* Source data
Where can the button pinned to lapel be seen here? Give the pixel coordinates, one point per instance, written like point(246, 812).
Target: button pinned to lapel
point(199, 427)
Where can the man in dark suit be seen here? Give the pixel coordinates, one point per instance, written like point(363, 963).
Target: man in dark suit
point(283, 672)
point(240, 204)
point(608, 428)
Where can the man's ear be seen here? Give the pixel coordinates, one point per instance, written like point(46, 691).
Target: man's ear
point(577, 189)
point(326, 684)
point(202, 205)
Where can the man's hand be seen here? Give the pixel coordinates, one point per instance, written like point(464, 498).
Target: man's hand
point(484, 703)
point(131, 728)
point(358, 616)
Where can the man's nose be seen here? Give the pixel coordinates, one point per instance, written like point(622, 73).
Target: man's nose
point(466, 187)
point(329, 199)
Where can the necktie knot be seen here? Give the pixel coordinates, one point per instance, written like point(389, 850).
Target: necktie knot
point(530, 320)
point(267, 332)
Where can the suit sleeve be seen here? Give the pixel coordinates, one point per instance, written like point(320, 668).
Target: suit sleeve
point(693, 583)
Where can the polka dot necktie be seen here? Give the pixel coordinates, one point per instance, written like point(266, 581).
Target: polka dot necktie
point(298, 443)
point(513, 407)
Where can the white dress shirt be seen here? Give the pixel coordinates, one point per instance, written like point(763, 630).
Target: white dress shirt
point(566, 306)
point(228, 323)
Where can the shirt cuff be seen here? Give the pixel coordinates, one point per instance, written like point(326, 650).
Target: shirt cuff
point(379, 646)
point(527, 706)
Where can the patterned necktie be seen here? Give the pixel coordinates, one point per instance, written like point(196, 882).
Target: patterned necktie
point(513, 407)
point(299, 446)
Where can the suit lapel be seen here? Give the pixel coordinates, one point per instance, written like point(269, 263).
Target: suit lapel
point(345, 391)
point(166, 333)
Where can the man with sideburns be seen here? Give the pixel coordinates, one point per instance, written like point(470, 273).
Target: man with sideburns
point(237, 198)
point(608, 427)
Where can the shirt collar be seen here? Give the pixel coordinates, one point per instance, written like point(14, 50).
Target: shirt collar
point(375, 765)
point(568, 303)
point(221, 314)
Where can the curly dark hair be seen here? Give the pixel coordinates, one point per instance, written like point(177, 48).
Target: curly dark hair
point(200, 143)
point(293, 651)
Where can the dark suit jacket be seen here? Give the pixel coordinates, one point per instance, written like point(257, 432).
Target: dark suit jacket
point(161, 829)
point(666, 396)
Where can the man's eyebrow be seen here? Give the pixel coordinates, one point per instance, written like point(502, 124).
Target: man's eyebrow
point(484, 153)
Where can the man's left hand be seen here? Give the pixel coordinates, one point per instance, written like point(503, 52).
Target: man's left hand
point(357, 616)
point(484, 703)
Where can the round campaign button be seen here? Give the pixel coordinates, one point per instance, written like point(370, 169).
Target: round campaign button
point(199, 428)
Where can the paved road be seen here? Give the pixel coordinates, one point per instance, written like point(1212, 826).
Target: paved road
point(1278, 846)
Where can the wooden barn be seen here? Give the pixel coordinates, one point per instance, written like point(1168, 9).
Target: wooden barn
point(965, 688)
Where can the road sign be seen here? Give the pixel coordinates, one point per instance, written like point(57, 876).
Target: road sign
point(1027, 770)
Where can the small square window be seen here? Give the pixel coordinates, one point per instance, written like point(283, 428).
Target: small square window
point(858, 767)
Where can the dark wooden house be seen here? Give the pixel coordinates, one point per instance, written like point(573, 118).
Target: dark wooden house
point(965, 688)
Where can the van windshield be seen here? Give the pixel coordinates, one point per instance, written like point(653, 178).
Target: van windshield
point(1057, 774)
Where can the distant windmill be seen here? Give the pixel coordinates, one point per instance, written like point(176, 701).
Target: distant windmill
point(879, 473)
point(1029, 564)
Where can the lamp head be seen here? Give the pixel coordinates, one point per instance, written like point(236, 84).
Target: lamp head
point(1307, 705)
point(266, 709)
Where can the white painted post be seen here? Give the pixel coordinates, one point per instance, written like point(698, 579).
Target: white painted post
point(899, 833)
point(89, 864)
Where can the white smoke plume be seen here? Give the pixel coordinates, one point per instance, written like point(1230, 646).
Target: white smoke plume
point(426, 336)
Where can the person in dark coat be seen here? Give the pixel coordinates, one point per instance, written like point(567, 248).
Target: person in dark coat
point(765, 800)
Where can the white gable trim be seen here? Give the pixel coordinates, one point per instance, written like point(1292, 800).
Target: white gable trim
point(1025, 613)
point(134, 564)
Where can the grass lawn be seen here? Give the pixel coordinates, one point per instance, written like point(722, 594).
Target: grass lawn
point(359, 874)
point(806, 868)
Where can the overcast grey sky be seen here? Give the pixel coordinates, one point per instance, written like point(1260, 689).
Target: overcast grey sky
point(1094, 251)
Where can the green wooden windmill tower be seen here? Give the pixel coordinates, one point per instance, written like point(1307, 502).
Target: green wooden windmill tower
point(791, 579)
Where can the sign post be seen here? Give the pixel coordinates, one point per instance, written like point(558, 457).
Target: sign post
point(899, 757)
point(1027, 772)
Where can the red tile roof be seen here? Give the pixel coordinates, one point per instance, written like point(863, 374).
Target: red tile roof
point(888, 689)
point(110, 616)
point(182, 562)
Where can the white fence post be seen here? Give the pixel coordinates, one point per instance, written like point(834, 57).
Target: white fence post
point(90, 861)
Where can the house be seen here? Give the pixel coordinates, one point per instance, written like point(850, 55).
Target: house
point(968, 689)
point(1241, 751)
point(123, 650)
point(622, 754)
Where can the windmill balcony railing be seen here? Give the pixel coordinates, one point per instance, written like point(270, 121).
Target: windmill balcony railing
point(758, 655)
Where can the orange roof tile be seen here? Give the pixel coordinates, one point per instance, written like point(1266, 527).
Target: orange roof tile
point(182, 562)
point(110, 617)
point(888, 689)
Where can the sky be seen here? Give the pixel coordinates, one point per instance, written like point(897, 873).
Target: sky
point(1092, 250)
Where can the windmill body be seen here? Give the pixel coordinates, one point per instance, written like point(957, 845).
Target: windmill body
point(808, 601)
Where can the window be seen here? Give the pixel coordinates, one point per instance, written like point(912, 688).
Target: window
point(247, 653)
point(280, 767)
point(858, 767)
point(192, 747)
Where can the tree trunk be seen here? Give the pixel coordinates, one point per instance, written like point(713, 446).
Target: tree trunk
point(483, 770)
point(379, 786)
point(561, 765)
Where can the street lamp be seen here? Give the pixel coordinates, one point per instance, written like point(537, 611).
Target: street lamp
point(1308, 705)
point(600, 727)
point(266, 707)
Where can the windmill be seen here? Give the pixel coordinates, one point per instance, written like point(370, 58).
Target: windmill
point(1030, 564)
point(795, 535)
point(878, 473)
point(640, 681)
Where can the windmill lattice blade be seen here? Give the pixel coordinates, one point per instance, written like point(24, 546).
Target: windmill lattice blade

* Requirements
Reproduce all of the entries above, switching "pixel coordinates" to "image coordinates" wherever it occurs and leaving everything else unchanged.

* Final result
Where can the button pinned to lapel be seen here? Give the image coordinates, one point per instance, written like point(246, 812).
Target: button pinned to lapel
point(199, 427)
Where can the man in dark suit be seen here? Give the image coordinates, one point per instance, written like point(363, 963).
Target: man in dark suit
point(283, 672)
point(240, 204)
point(608, 428)
Where can the man's ear be seen here? Give the image coordinates, one point per instance, written like point(46, 691).
Target: man's ear
point(577, 189)
point(326, 684)
point(202, 205)
Where can the man's hand be seen here? Give the image coordinates, one point per instance, written like point(464, 498).
Target: man's hand
point(484, 703)
point(131, 728)
point(358, 616)
Where can the man's nose be seen here? Give the image coordinates, one point per instance, written like point(622, 73).
Target: man's nose
point(466, 187)
point(329, 199)
Where can the necktie knot be seen here? Give the image coordinates, one point per instance, written like point(389, 850).
Target: necktie knot
point(530, 320)
point(267, 332)
Where can the suit sleeve be seen here? Give the image coordinates, one point per instance, written like point(320, 668).
Target: suit sleeve
point(693, 583)
Where can the polka dot necktie be seen here? Give the image coordinates, one point per instance, written like point(266, 581).
Target: polka dot necktie
point(298, 443)
point(513, 407)
Where can the white dress shirt be seen here? Give the image coordinates, one point per instance, written like point(763, 630).
Target: white dress shirt
point(566, 306)
point(228, 323)
Where can the shirt cuff be seen here? Give the image coordinates, one point per instance, written like point(326, 650).
Target: shirt cuff
point(379, 646)
point(527, 706)
Where can the patterned necktie be seen here? Give the image coordinates, one point per instance, written like point(196, 882).
Target: patterned necktie
point(513, 407)
point(299, 446)
Where can the suit lapel be seen here? Give the image coordinates, one point per instance, written like point(269, 263).
Target: suit lapel
point(345, 391)
point(166, 333)
Where can the man with sideburns be seen here? Give the image coordinates, one point per instance, written like point(470, 273).
Target: man with sideburns
point(237, 198)
point(608, 427)
Where can the shirt collar be seen here? Give the image coordinates, one point per instance, written like point(14, 50).
Target: shirt collar
point(375, 765)
point(568, 303)
point(221, 314)
Where can the curly dark hair be seen here? Give the image coordinates, one point per instance, written like point(177, 48).
Target: curly dark hair
point(200, 143)
point(293, 651)
Where can the dark suit jacket be seen here? Give the image coordinates, one point per instance, written like point(257, 432).
Target: dark suit jacket
point(161, 829)
point(666, 396)
Where can the man's eyebrow be seen here? Give the image coordinates, one point per instance, written like point(502, 124).
Target: man's eyebrow
point(484, 153)
Where can the man's left hand be seen here? Give the image coordinates, one point per instance, written like point(503, 52).
Target: man's left hand
point(357, 616)
point(484, 703)
Where can the round campaign button be seen here? Give the image coordinates, one point per instance, written like point(370, 169).
Target: round campaign button
point(199, 428)
Where can the paved road be seen here? Give the image coordinates, one point per instance, written like point(1212, 826).
Target: paved road
point(1278, 846)
Where can the wooden barn be seen here? Give the image coordinates, one point per instance, written like point(1168, 9).
Target: wooden barn
point(965, 688)
Where can the road sign be seen here? Give the image coordinates, one point per instance, written like point(57, 876).
Target: road sign
point(1027, 770)
Where can the small square window be seen here? Give the image coordinates, one point per instance, written like point(283, 428).
Target: small square window
point(858, 767)
Where can the dark wooden house be seen here? Give the image coordinates, one point per instance, written like point(573, 118).
Target: dark wooden house
point(965, 688)
Where can the van windshield be seen here? Give the image coordinates, one point per instance, written like point(653, 178).
Target: van windshield
point(1057, 774)
Where can the distant windmill be seen here? Give the image coordinates, one point per instance, written like point(176, 701).
Target: distant windmill
point(879, 473)
point(1029, 564)
Where can the lamp head be seen here? Give the image coordinates, one point per instance, written like point(236, 84).
Target: lamp head
point(1307, 705)
point(266, 709)
Where can the white painted post be seen here? Give the image coordinates, one point per instance, written like point(698, 579).
Target: white painted post
point(899, 833)
point(89, 864)
Where can the white smoke plume be seen here? Give the image coordinates, one point per instance, written like point(1230, 646).
Target: white smoke plume
point(426, 336)
Where can the person in dark coat be seen here? Give the image coordinates, one point per instance, written like point(567, 248).
Target: person in dark coat
point(765, 800)
Where can the white gable trim be seen here? Give the image coordinates, one point per instance, written like point(1292, 800).
Target: white gable trim
point(1025, 613)
point(134, 564)
Where can the grass lawn be seen here? Give the image coordinates, one point per instance, written like point(722, 594).
Target: grass lawn
point(359, 874)
point(806, 868)
Where can the overcast grey sky be seen here? Give the image coordinates, one point per instance, written like point(1260, 689).
Target: overcast grey sky
point(1094, 251)
Where can the green wooden windmill tower be seen here? Give the image coordinates, one point per instance, written like point(1307, 502).
Target: green wooden windmill tower
point(791, 579)
Where can the sign post be seen here? Give the image coordinates, one point per instance, written like point(558, 457).
Target: sign post
point(899, 757)
point(1027, 772)
Where can the red tile roof be seen here? Give the image coordinates, one point per instance, written like point(863, 374).
Target: red tile roof
point(888, 689)
point(110, 616)
point(182, 562)
Where can the white fence post be seen here? Give the image coordinates, one point per instance, written like point(834, 57).
Target: white fence post
point(90, 861)
Where can the house be seen here? Give the image coordinates, one point per instance, written like point(850, 55).
Target: house
point(968, 689)
point(1241, 751)
point(123, 650)
point(622, 754)
Where can the windmill balcony railing be seen here? Give the image coordinates, one point per instance, written like point(270, 121).
Target: windmill balcony railing
point(758, 655)
Where can the orange roof tile be seen here? Give the image coordinates, one point per instance, written like point(1266, 527).
Target: orange roof tile
point(182, 562)
point(110, 617)
point(888, 689)
Where can the sky be seen here? Give the image coordinates, one point per instance, written like point(897, 873).
Target: sky
point(1092, 250)
Where can the windmill body be seen here? Give the image coordinates, one point per instance, written like point(957, 845).
Target: windmill body
point(808, 601)
Where can the window be seen here? Give the image coordinates, one point per instance, written like point(912, 688).
Target: window
point(247, 653)
point(280, 767)
point(858, 767)
point(192, 747)
Where can the tree trunk be seen here? Give the image coordinates, one point per instance, written like point(713, 446).
Target: tree trunk
point(483, 770)
point(379, 786)
point(561, 765)
Where can the street lamp be seen here? Give the image coordinates, one point per instance, written like point(537, 611).
Target: street lamp
point(1308, 705)
point(600, 727)
point(266, 707)
Where can the windmill be seen here? Give the image coordinates, one point per instance, written like point(370, 58).
Target: windmill
point(1030, 564)
point(795, 535)
point(878, 473)
point(640, 681)
Where can the windmill lattice blade be seen here? Give the image coordinates, one point per instance, written like point(24, 546).
Target: windmill lattice blade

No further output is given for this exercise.